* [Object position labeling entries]
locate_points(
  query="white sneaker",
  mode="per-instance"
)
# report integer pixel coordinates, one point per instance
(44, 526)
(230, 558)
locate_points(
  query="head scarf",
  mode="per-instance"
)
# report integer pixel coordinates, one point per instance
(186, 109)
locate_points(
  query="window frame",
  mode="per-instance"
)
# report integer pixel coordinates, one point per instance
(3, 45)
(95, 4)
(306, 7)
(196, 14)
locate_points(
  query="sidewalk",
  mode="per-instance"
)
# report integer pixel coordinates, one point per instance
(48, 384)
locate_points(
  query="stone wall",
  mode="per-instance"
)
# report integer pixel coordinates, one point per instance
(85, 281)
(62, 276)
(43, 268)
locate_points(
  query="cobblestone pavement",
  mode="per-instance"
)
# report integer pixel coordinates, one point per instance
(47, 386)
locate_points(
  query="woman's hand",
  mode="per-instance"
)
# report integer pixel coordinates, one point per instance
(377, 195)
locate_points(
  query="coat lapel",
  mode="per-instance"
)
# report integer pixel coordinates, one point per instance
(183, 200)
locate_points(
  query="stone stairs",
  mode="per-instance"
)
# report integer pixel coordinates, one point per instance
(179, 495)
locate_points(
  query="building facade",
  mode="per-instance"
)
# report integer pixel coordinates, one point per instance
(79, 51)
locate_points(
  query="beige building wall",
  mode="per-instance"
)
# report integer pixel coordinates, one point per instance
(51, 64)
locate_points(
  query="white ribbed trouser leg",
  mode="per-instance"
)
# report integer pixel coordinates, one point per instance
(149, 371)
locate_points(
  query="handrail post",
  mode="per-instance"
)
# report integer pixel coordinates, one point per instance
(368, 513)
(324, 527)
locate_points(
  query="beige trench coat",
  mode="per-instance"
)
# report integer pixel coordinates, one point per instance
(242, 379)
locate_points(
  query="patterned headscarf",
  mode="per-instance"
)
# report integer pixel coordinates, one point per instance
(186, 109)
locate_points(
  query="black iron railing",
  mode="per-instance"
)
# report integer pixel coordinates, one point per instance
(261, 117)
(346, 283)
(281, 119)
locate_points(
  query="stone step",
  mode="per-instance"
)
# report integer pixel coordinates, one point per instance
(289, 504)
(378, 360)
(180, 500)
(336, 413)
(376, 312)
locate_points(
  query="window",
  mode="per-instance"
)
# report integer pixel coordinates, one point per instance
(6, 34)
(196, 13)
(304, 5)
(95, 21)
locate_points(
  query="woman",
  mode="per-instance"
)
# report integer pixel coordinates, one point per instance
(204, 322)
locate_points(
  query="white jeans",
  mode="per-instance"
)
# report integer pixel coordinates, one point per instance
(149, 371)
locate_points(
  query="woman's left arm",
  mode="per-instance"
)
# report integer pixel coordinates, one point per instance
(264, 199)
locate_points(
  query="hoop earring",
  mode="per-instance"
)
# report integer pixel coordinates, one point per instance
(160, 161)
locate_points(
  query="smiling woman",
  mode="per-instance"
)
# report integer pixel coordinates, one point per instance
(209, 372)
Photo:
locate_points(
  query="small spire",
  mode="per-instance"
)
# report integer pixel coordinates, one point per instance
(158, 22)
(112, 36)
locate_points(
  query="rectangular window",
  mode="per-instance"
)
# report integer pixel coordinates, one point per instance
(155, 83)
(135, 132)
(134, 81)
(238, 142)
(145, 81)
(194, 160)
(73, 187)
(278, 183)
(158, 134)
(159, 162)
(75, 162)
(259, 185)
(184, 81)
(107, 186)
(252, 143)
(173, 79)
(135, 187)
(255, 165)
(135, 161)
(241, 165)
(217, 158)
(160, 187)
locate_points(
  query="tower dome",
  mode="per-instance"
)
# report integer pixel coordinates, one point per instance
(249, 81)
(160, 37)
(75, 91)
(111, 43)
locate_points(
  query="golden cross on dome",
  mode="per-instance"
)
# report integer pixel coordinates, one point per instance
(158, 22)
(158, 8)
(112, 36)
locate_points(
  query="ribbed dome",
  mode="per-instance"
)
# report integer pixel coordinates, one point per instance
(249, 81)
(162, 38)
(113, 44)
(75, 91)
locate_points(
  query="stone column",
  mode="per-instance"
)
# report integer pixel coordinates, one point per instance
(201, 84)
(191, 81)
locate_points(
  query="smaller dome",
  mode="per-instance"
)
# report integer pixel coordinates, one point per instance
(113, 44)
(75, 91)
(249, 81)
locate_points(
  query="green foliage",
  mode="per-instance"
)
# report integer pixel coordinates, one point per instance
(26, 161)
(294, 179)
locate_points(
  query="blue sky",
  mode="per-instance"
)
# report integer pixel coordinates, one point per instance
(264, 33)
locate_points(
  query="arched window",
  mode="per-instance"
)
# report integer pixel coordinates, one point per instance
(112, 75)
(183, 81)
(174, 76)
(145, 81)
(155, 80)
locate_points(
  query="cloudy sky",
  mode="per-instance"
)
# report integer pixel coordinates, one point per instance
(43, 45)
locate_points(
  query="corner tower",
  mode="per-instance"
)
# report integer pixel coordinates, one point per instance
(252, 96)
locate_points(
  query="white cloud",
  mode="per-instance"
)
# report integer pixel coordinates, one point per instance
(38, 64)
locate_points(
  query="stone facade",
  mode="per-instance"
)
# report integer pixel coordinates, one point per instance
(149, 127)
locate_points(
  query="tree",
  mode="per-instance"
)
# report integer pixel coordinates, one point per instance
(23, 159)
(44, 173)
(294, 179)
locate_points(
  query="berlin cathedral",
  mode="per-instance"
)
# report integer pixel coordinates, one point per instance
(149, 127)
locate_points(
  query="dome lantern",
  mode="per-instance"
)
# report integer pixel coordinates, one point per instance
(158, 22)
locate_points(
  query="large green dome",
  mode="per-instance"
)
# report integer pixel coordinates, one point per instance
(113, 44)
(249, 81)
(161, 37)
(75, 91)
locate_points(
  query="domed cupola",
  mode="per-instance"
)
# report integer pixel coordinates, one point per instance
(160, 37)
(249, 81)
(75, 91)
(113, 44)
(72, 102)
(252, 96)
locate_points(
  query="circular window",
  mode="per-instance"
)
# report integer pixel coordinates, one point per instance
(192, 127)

* [To be done] Repeat each of the entries above precisely as given.

* [Solution to this problem]
locate_points(
  query="white sneaker",
  mode="per-instance"
)
# report integer pixel coordinates, one point per instance
(44, 526)
(230, 558)
locate_points(
  query="head scarf",
  mode="per-instance"
)
# report integer pixel coordinates, one point per instance
(186, 109)
locate_points(
  query="window frame",
  mode="per-instance"
)
# report integer pixel coordinates, one point per instance
(3, 45)
(95, 4)
(306, 7)
(196, 14)
locate_points(
  query="sidewalk",
  mode="per-instance"
)
# report integer pixel coordinates, one point per instance
(48, 384)
locate_points(
  query="stone wall",
  mode="per-instance"
)
# report integer pixel coordinates, one point per instance
(85, 281)
(62, 276)
(43, 268)
locate_points(
  query="cobblestone pavement",
  mode="per-instance"
)
# report integer pixel coordinates, one point per instance
(47, 386)
locate_points(
  query="woman's hand",
  mode="per-instance"
)
# report integer pixel coordinates, one point per instance
(377, 195)
locate_points(
  query="coat lapel",
  mode="per-instance"
)
# report integer pixel coordinates, one point per instance
(183, 200)
locate_points(
  query="stone stairs",
  mode="per-instance"
)
# report integer pixel coordinates, one point per instance
(179, 495)
locate_points(
  query="building facade",
  mode="per-instance"
)
# report integer pixel coordinates, one point per instance
(79, 51)
locate_points(
  query="beige building wall",
  mode="per-instance"
)
# report integer pixel coordinates, one point per instance
(51, 64)
locate_points(
  query="white ribbed trouser leg",
  mode="per-instance"
)
# report integer pixel coordinates, one point per instance
(149, 371)
locate_points(
  query="handrail post",
  mode="per-instance"
)
# report integer pixel coordinates, one point per instance
(368, 513)
(324, 527)
locate_points(
  query="beige trench coat",
  mode="per-instance"
)
# report integer pixel coordinates, one point per instance
(242, 379)
locate_points(
  query="patterned headscarf",
  mode="per-instance"
)
# report integer pixel coordinates, one point per instance
(186, 109)
locate_points(
  query="black iron railing",
  mode="per-instance"
)
# report integer pixel coordinates, one point per instance
(261, 117)
(346, 283)
(281, 119)
locate_points(
  query="stone step",
  mode="per-instance"
)
# report integer pixel coordinates, one point per instance
(289, 504)
(378, 360)
(180, 500)
(336, 413)
(376, 312)
locate_points(
  query="window",
  mode="per-instance"
)
# report integer pixel coordinates, one point per instance
(6, 34)
(196, 13)
(304, 5)
(95, 21)
locate_points(
  query="woman",
  mode="per-instance"
)
# report integer pixel coordinates, one point per instance
(204, 322)
locate_points(
  query="white jeans",
  mode="per-instance"
)
# report integer pixel coordinates, one point per instance
(149, 371)
locate_points(
  query="woman's left arm",
  mode="per-instance"
)
# report integer pixel coordinates, one point per instance
(264, 199)
locate_points(
  query="hoop earring",
  mode="per-instance"
)
# report integer pixel coordinates, one point per instance
(160, 161)
locate_points(
  query="smiling woman",
  mode="per-instance"
)
# report integer pixel coordinates, one point per instance
(209, 372)
Photo:
locate_points(
  query="small spire",
  mode="per-instance"
)
# report integer pixel coordinates, one point per instance
(158, 22)
(112, 36)
locate_points(
  query="rectangular window",
  mode="per-instance"
)
# report integer pixel coordinates, one point per instance
(155, 83)
(135, 132)
(134, 81)
(238, 142)
(145, 81)
(194, 160)
(73, 187)
(278, 183)
(158, 134)
(159, 162)
(75, 162)
(259, 185)
(184, 81)
(107, 186)
(252, 143)
(173, 79)
(135, 187)
(255, 165)
(135, 161)
(241, 165)
(217, 158)
(160, 187)
locate_points(
  query="tower dome",
  mode="per-instance"
)
# report integer pixel coordinates, one point per instance
(249, 81)
(160, 37)
(75, 91)
(111, 43)
locate_points(
  query="golden cross on dome",
  mode="per-instance"
)
# report integer pixel coordinates, one point per instance
(158, 22)
(158, 8)
(112, 36)
locate_points(
  query="ribbed dome",
  mode="per-instance"
)
# report integer pixel coordinates, one point per instance
(249, 81)
(162, 38)
(113, 44)
(75, 91)
locate_points(
  query="stone column",
  mode="per-instance"
)
# report integer pixel coordinates, one point per instance
(201, 84)
(191, 81)
locate_points(
  query="smaller dome",
  mode="per-instance"
)
# report integer pixel coordinates, one point per instance
(113, 44)
(75, 91)
(249, 81)
locate_points(
  query="green foliage",
  mode="per-instance"
)
# report integer pixel coordinates, one point per instance
(26, 161)
(294, 179)
locate_points(
  query="blue sky",
  mode="per-instance"
)
# report integer pixel coordinates, one point per instance
(264, 33)
locate_points(
  query="arched window",
  mode="per-instance"
)
# report integer pixel coordinates, one point per instance
(112, 75)
(183, 81)
(174, 76)
(145, 81)
(155, 80)
locate_points(
  query="cloudy sky",
  mode="per-instance"
)
# report integer pixel coordinates, one point per instance
(43, 45)
locate_points(
  query="corner tower",
  mode="per-instance"
)
# report integer pixel coordinates, one point per instance
(252, 96)
locate_points(
  query="white cloud",
  mode="per-instance"
)
# report integer pixel coordinates, one point per instance
(38, 64)
locate_points(
  query="stone facade",
  mode="per-instance"
)
# report integer pixel coordinates, one point per instance
(149, 127)
locate_points(
  query="tree",
  mode="per-instance"
)
# report integer pixel coordinates, one point per instance
(23, 159)
(44, 173)
(294, 179)
locate_points(
  query="berlin cathedral",
  mode="per-instance"
)
# report integer pixel coordinates, one point per instance
(149, 127)
locate_points(
  query="dome lantern",
  mode="per-instance"
)
# report integer pixel coordinates, one point per instance
(158, 22)
locate_points(
  query="large green dome",
  mode="per-instance"
)
# report integer pixel coordinates, one point per instance
(113, 44)
(249, 81)
(161, 37)
(75, 91)
locate_points(
  query="domed cupola",
  mode="per-instance"
)
# report integer pixel coordinates, one point per instance
(160, 37)
(249, 81)
(75, 91)
(113, 44)
(72, 102)
(252, 96)
locate_points(
  query="circular window",
  mode="per-instance"
)
# report integer pixel coordinates, one point per instance
(192, 127)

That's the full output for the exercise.